Task statement »
Entries follow. Set all of them down as they stand.

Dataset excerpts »
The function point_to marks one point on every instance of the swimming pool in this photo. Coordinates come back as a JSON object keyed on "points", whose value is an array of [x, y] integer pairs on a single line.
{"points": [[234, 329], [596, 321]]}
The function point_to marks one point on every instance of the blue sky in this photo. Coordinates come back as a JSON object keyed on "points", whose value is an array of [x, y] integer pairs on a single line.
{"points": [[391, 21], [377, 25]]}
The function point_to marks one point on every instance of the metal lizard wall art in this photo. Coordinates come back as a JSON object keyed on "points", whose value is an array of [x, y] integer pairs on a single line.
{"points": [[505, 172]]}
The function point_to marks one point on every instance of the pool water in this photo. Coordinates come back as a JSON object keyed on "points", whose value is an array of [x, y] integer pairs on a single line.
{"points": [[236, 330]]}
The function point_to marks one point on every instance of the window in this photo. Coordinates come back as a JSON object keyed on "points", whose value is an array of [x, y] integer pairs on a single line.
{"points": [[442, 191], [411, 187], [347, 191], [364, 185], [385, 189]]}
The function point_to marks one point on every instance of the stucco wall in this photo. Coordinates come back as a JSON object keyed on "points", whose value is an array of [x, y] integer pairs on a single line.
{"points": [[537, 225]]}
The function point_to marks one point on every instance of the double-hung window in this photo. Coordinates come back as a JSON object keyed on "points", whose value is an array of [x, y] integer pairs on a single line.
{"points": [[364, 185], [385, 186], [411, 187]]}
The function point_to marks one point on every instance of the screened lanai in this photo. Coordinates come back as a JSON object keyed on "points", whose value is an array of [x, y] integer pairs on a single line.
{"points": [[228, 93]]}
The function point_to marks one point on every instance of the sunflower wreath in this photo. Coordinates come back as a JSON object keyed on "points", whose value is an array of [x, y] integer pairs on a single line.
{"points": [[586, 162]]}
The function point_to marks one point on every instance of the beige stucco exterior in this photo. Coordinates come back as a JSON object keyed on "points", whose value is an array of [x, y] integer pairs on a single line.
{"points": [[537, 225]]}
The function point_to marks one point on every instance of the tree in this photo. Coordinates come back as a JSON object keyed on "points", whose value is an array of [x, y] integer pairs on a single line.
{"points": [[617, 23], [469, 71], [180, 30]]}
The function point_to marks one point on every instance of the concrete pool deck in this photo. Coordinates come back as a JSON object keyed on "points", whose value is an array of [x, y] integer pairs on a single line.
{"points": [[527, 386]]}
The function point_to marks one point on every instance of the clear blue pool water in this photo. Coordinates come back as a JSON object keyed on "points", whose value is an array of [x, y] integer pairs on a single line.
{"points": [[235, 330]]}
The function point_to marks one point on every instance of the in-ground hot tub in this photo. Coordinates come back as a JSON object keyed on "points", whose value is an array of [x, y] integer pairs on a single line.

Task output »
The function point_to marks one point on every instance of the swimming pool in this photo. Coordinates come back as a JSON object keyed on "points", whose value is an array of [x, y] integer pairs on a single line.
{"points": [[234, 329], [596, 321]]}
The function point_to marks one point on every instance of the blue sky in this photo. Coordinates come back as a JSON object keyed on "points", whose value is an array of [x, y] integer pairs on a single line.
{"points": [[391, 21], [377, 25]]}
The function point_to marks one point on every instance of the metal lizard wall art in this photo. Coordinates come back as a JSON object keyed on "points", whose value is an array of [x, y] integer pairs on a single line.
{"points": [[505, 172]]}
The function point_to marks one point on every instance of the pool water in this photo. Coordinates come back as a JSON object keyed on "points", whose value is an array of [x, y] integer pairs on a single line.
{"points": [[236, 330]]}
The function point_to marks one point on every instance of the window in this photo. Coordinates come back as a JSON object keyed on "points", whose value is an array of [x, y] integer pairs on a single line.
{"points": [[442, 191], [411, 187], [347, 191], [364, 185], [385, 189]]}
The function point_to marks one point on every instance of the stucco wall in this photo. Coordinates come back as a JSON object keyed on "points", whose value is an array of [x, y] integer pairs on a single line.
{"points": [[537, 225]]}
The function point_to marks one point on every instance of the double-hung window in this photo. Coordinates come back as a JSON object keyed on "points", whose value is an array of [x, y] integer pairs on a single line.
{"points": [[364, 185], [385, 186], [411, 187]]}
The function point_to marks one point on every instance of the screened lanai in this photo. Coordinates come back as a JSON object keyed on "points", whose value is an array of [x, y] integer pairs on a single line.
{"points": [[228, 93]]}
The function point_to marks one point on every instance of the sunflower wreath in this photo. Coordinates come back as a JSON object keyed on "points", whose value is an array of [x, y] integer pairs on a single line.
{"points": [[586, 162]]}
The function point_to marks one point on every instance of the beige stucco exterior in this photo. Coordinates come back as a JSON object keyed on "points", whose value is an array of [x, y] integer pairs on a single line.
{"points": [[537, 225]]}
The function point_to marks one point on every instance of the tree in this photo. Coordinates come back as a JSON object keyed on "points", whose value is an array of [x, y] integer pairs on a single line.
{"points": [[617, 23], [469, 71], [180, 30]]}
The function point_to marks one point on every instance of the concrete pool deck in this photo. Coordinates come back as a JSON object keyed on "points", whose value is an array of [x, y] integer pairs on a single line.
{"points": [[527, 386]]}
The function point_to marks one point on every instance of the clear blue pool water in this photo. Coordinates come back as a JSON object keyed on "points", whose value is an array of [x, y] integer pairs on a single line.
{"points": [[235, 330]]}
The function point_to marks one point on every instance of the in-ground hot tub in this photo. Coordinates come back as a JSON object keyed on "points", whose value is an array of [x, y] integer pairs on a single line.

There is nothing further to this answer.